──────── DATA PROVIDED

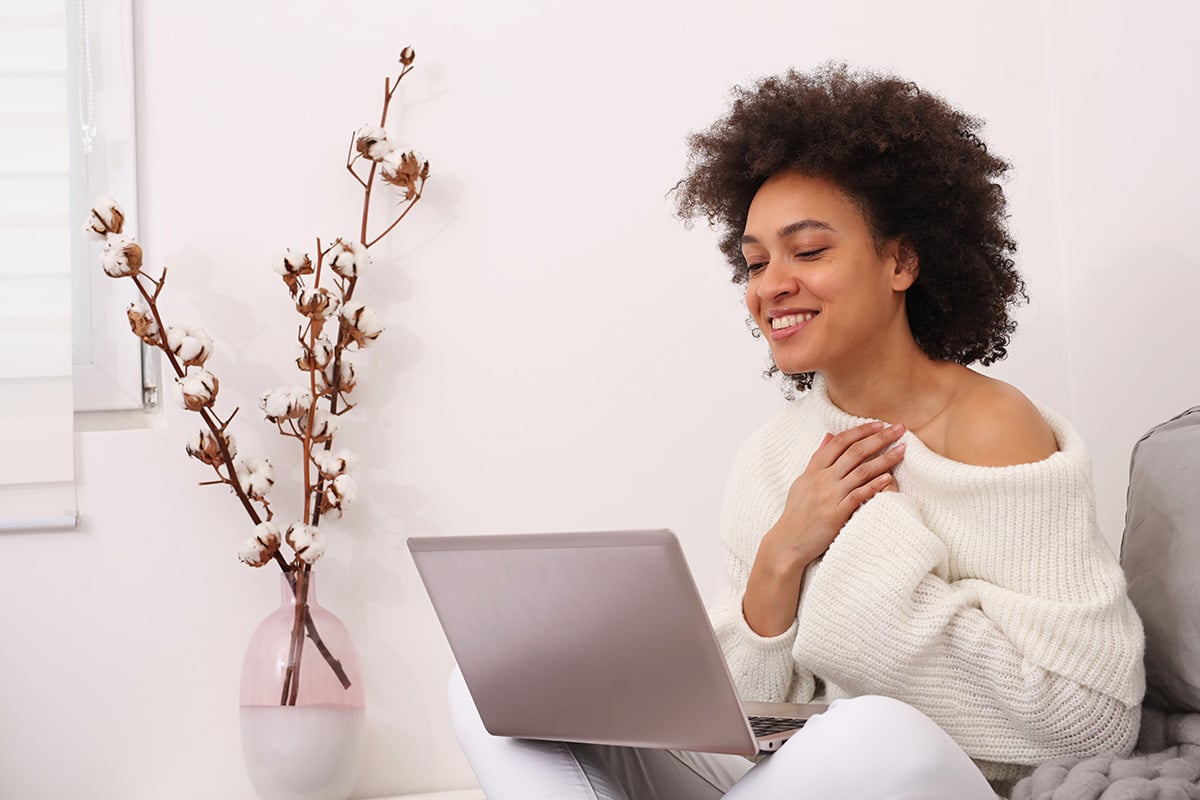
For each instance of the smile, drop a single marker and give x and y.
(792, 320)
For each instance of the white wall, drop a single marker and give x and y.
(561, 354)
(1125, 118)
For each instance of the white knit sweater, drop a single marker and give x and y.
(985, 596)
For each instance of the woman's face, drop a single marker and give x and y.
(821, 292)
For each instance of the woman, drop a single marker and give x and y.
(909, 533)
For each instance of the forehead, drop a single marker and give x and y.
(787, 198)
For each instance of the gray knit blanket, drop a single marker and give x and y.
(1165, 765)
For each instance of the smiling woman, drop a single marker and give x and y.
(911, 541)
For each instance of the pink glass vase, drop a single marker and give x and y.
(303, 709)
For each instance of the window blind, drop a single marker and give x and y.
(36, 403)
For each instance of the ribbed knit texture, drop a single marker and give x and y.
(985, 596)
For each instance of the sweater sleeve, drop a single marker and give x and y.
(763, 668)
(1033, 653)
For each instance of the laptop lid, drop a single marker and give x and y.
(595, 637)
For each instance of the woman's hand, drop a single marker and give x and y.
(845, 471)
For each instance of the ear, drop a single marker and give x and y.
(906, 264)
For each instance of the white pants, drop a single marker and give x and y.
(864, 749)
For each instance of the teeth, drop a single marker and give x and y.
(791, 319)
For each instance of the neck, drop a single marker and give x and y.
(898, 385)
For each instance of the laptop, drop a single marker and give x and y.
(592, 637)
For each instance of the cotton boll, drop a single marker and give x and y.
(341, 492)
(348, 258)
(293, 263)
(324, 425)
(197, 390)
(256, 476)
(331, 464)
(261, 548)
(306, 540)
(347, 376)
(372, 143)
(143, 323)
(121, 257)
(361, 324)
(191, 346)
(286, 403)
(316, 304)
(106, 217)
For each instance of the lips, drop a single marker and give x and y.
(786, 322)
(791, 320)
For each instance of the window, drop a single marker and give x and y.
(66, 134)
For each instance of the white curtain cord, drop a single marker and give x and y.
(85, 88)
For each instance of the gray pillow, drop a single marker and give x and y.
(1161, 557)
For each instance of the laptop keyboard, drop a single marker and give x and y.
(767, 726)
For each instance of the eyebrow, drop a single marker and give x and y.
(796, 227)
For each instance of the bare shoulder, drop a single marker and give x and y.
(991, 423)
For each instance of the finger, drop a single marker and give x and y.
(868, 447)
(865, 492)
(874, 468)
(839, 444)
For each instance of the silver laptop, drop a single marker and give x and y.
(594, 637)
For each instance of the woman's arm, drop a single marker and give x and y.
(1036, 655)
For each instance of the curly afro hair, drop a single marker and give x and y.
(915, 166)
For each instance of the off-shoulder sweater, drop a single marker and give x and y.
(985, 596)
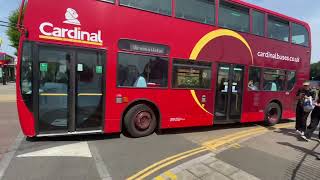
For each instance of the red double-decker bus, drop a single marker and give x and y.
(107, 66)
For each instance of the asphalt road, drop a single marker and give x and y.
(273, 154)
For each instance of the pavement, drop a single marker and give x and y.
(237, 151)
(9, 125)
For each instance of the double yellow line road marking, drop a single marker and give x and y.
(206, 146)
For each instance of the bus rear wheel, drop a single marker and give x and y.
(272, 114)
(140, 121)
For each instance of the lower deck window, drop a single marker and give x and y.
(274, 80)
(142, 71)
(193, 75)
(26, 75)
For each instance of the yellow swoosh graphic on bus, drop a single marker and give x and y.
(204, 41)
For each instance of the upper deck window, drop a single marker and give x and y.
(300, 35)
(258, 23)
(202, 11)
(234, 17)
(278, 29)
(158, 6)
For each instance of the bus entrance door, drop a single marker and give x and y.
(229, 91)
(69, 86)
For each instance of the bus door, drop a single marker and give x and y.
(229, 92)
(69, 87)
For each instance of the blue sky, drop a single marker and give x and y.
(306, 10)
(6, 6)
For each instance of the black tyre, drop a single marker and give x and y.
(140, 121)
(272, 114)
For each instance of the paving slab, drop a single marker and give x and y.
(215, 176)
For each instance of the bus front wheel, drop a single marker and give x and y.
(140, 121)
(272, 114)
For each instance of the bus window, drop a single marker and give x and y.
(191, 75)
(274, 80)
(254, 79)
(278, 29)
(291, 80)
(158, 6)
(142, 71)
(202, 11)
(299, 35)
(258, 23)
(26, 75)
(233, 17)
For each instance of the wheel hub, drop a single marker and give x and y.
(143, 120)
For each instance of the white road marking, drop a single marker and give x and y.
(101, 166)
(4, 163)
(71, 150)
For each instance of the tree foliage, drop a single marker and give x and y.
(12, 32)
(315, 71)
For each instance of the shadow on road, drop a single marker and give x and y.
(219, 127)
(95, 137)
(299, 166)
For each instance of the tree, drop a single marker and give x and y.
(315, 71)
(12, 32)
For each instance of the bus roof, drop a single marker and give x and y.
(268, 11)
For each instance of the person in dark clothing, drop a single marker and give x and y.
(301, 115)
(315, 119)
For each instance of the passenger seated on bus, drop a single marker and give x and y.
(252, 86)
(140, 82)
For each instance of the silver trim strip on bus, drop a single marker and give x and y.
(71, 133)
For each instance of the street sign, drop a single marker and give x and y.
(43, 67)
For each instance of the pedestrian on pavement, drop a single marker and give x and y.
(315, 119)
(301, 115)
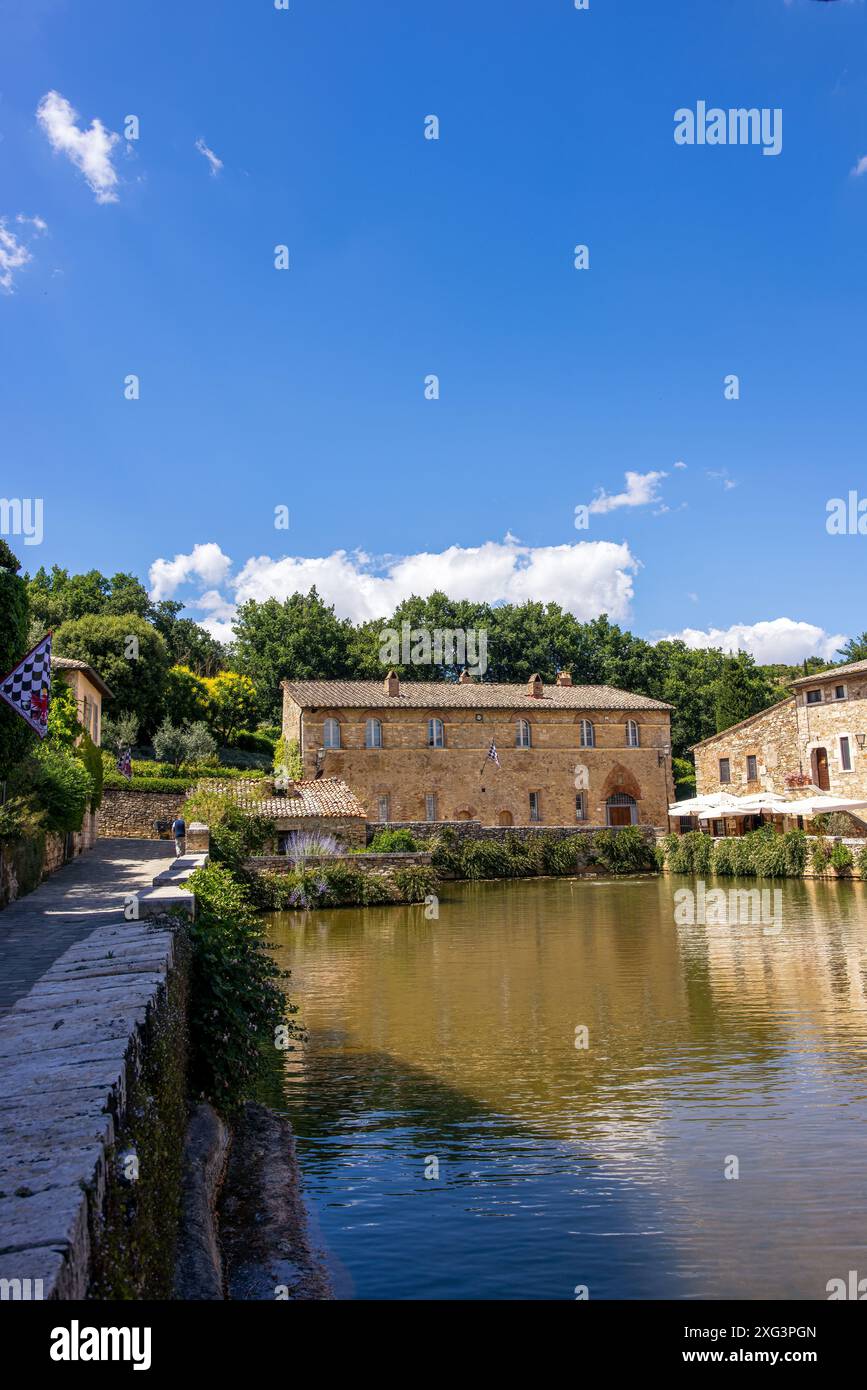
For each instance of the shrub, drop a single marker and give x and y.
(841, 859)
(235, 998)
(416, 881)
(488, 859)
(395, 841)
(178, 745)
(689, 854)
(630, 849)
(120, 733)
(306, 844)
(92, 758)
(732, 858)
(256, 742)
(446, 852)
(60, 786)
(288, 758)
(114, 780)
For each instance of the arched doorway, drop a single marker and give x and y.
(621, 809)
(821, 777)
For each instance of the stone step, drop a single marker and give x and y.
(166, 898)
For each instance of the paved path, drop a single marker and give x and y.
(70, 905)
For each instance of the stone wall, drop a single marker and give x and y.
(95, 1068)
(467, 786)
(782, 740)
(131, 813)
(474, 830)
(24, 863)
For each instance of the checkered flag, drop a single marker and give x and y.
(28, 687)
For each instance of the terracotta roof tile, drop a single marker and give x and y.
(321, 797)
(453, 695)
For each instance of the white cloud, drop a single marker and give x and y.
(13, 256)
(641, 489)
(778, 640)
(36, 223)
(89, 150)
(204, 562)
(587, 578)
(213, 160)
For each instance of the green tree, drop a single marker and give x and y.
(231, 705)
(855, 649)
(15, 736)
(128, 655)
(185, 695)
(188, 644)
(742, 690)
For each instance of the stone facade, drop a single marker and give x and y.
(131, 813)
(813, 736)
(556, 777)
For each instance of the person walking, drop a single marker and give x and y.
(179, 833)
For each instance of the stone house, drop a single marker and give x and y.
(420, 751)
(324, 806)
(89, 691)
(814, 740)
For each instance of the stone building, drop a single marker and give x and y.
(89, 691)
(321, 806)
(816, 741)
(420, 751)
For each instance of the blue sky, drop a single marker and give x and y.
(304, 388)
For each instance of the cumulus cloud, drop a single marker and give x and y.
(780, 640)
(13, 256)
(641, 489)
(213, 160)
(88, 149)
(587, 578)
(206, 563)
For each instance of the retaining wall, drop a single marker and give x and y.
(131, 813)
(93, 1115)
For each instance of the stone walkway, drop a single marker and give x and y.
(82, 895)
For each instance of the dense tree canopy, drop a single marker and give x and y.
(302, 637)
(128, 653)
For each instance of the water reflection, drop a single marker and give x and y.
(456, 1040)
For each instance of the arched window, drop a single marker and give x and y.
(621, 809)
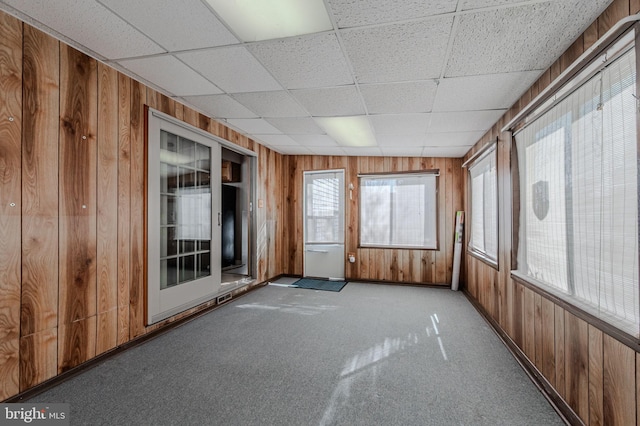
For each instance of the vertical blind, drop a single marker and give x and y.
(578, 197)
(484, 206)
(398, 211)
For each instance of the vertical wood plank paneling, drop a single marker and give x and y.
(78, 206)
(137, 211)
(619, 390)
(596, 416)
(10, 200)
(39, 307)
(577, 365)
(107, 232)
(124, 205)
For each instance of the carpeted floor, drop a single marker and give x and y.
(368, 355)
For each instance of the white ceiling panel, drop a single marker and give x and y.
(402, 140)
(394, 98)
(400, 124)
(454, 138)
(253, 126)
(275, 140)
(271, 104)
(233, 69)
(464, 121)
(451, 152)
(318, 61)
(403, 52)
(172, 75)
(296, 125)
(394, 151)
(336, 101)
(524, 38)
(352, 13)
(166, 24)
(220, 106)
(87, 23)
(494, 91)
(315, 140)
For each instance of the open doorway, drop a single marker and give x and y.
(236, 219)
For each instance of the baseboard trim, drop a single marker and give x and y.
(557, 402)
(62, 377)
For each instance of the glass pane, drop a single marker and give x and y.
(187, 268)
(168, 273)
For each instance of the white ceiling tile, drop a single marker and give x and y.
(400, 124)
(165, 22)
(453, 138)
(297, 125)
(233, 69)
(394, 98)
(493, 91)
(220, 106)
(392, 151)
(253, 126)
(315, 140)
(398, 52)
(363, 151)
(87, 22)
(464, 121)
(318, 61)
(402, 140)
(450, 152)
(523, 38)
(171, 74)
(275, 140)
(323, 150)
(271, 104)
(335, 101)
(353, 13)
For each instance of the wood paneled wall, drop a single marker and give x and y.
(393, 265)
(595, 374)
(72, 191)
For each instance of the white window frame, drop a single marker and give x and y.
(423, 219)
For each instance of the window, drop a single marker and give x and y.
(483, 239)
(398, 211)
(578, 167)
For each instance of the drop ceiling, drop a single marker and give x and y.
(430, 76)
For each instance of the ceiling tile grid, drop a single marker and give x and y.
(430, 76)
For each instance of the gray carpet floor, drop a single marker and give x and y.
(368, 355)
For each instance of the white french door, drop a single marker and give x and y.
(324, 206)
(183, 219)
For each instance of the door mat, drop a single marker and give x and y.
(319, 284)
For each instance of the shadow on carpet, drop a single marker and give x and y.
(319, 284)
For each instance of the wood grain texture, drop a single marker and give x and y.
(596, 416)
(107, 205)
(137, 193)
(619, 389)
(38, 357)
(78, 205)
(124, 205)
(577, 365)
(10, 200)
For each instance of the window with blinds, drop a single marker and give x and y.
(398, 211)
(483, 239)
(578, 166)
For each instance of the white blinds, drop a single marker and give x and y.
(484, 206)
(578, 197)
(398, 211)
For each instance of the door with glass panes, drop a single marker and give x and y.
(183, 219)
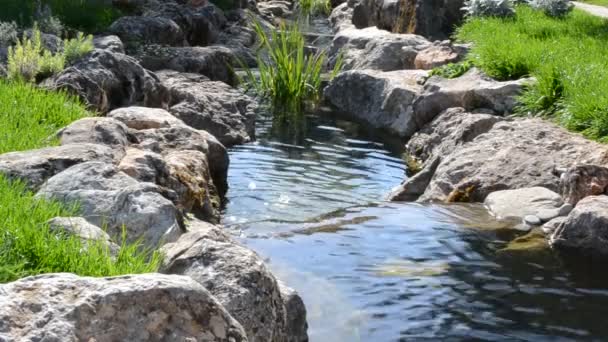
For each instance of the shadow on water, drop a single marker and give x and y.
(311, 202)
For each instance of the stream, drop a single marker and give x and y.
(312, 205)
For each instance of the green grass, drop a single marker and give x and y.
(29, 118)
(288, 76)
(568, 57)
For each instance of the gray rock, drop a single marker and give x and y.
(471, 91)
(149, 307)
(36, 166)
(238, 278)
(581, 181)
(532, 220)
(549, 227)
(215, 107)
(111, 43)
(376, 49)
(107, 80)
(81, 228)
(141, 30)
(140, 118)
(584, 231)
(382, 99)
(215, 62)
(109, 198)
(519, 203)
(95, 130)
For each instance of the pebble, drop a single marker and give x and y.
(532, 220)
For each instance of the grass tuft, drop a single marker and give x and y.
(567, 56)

────────────────

● **REQUIRED WORK**: Reproduce only the lines from the line containing "For each instance of the stream, drop" to the last line of the material above, both of those lines included.

● **PROBLEM SOLUTION**:
For each instance of the stream, drop a single marker and give x and y.
(312, 205)
For each instance of the green grass, drop a single marker and give x and y.
(29, 118)
(288, 76)
(568, 57)
For each instance of the gray rock, drop a single marker and give x and y.
(471, 91)
(149, 307)
(36, 166)
(238, 278)
(581, 181)
(532, 220)
(549, 227)
(215, 107)
(111, 43)
(376, 49)
(107, 80)
(81, 228)
(141, 30)
(140, 118)
(584, 231)
(382, 99)
(215, 62)
(109, 198)
(519, 203)
(95, 130)
For each instance of the pebble, drop a single marker and give x and y.
(532, 220)
For each instance of the grass tuft, drop a single marker and give x and y.
(567, 56)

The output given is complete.